### [Task statement]
Edit the data below by replacing each occurrence of "Found at" with "Located at" and leaving every other line unchanged.

### [Stored records]

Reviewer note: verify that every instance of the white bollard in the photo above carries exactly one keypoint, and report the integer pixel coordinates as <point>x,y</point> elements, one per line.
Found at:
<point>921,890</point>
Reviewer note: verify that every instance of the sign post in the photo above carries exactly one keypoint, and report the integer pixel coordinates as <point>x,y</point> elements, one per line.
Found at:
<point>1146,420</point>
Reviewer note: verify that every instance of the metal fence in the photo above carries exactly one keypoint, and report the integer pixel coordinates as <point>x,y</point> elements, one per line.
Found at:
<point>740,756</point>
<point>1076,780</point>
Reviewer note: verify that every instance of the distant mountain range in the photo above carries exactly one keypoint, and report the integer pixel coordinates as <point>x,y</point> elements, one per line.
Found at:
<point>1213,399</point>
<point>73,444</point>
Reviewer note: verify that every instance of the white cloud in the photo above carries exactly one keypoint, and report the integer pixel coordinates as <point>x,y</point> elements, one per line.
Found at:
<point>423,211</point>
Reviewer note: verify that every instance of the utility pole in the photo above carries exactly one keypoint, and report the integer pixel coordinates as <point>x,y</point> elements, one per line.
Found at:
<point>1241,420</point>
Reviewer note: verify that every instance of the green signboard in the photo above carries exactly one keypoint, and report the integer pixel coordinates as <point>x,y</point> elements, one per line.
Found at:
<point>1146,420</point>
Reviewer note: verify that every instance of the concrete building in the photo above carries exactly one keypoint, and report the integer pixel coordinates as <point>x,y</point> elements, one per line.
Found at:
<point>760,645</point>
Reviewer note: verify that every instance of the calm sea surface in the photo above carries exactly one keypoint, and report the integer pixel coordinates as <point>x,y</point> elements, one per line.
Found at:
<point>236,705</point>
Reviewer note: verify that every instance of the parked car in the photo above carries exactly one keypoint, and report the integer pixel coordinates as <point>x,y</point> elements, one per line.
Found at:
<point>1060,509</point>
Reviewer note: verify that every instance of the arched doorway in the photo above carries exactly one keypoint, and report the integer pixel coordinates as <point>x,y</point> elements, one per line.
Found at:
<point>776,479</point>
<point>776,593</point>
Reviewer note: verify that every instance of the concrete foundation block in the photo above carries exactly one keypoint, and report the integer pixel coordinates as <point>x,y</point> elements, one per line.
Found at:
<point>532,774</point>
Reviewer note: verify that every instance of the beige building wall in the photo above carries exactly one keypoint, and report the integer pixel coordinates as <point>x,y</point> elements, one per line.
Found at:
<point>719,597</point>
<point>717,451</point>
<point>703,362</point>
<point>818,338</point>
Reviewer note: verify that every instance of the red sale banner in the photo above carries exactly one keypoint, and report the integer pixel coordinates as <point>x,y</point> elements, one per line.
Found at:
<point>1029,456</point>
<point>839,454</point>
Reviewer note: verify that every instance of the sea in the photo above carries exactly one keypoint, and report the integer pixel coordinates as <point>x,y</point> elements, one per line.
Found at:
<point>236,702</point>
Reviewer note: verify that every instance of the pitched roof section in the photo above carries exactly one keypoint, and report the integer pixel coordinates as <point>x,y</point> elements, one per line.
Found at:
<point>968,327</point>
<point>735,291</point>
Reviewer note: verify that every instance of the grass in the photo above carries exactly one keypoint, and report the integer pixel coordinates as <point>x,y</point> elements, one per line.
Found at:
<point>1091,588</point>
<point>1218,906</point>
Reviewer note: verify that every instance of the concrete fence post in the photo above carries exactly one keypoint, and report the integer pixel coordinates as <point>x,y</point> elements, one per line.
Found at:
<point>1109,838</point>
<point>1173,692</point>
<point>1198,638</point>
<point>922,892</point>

### [Answer below]
Reviewer note: verify that every instance of the white bollard in the photo above carries exactly one keypoint, and report the integer pixel coordinates as <point>x,y</point> elements, one per line.
Located at:
<point>921,890</point>
Reviewer note: verify that every instance of the sign post in the photo above carries exactly one keypoint, and report the integer pixel coordinates as <point>x,y</point> elements, one per line.
Located at:
<point>1146,420</point>
Reviewer note: verify that every instance of the metal fence in the photo above carries exactly one keypoint, and report the integer pixel coordinates as <point>x,y</point> elements, one per line.
Located at:
<point>740,756</point>
<point>1076,780</point>
Reviewer note: verify that every instance of the distant mountain range in the photo above carries exactly one keypoint, and report the integer pixel coordinates as <point>x,y</point> elements, one per line.
Located at:
<point>1213,399</point>
<point>73,444</point>
Reviewer note: verify that every instance of the white cloud in the photo above carries exactly one keypoint, and report the integer pixel coordinates as <point>x,y</point> elements, one per line.
Located at:
<point>423,211</point>
Reviewer note: verify that every instance of the utility pole in the photo above carries exactly one keypoint, and report the integer pixel coordinates as <point>x,y</point> elements, one per line.
Located at:
<point>1241,420</point>
Reviewer note: verify that every instance of the green signboard in the photo above carries exactly one keypoint, and report the integer pixel coordinates as <point>x,y</point> elements, one per line.
Located at:
<point>1146,420</point>
Reviewer note: verify that every instance of the concrete building in the photo above carries exactly one keypoint, and report the integer pixel coordinates as <point>x,y</point> elements, one per line.
Located at:
<point>760,645</point>
Reviewer note: verify that every instance of the calm sea surface in the photo above carries exactly one keypoint, and report the integer pixel coordinates as <point>x,y</point> elements, one per line.
Located at:
<point>236,705</point>
Reviewer note: verify that every instance of the parked car in the photo above carries exactly one keypoint, and report the integer pixel coordinates as <point>x,y</point> elements, one per line.
Located at:
<point>1060,509</point>
Reviewer note: verify that every instance of the arched doorway in the photo above carries exactly one keypoint, and report the integer pixel coordinates as <point>x,y</point> elements, one per line.
Located at:
<point>776,479</point>
<point>776,593</point>
Reviewer note: verify that every instance of the concrete foundation block in the photo above carries exactly one keypoint, and report the integer pixel coordinates as <point>x,y</point> elements, one per line.
Located at:
<point>532,774</point>
Reviewer note: verify that every instance of the beige building wall in the photo above carries exactly one keypoint, and report the integer pixel coordinates as <point>x,y</point> elements, one per line.
Located at:
<point>719,597</point>
<point>717,451</point>
<point>703,362</point>
<point>818,338</point>
Reviewer note: verify that every instance of the red sale banner in the photo above carries exactly one keypoint, and report the integer pixel coordinates as <point>x,y</point> elements, one per line.
Located at:
<point>1029,456</point>
<point>839,454</point>
Reviewer note: verify that every instance of the sea in the photo above carries exactly one keypoint, and report the integer pixel coordinates as <point>x,y</point> elements, one per line.
Located at:
<point>236,702</point>
Reviewer note: verify that every instance of the pitched roof section in the photo above carries exactly one keypoint, and report the integer pixel coordinates as <point>x,y</point> elements, one per line.
Located at:
<point>968,327</point>
<point>735,291</point>
Reviewer note: verify that every instance of the grass in the photo above carries exactly one keypoint, and report the integer pixel coordinates as <point>x,y</point> elements, one per line.
Located at:
<point>1091,588</point>
<point>1218,906</point>
Reviewer note: verify that every instance of the concrete fence post in the photo above carries exactly one keypoint, and report the integer pixel coordinates as <point>x,y</point> elements, one per line.
Located at:
<point>1109,838</point>
<point>1173,692</point>
<point>1198,638</point>
<point>922,892</point>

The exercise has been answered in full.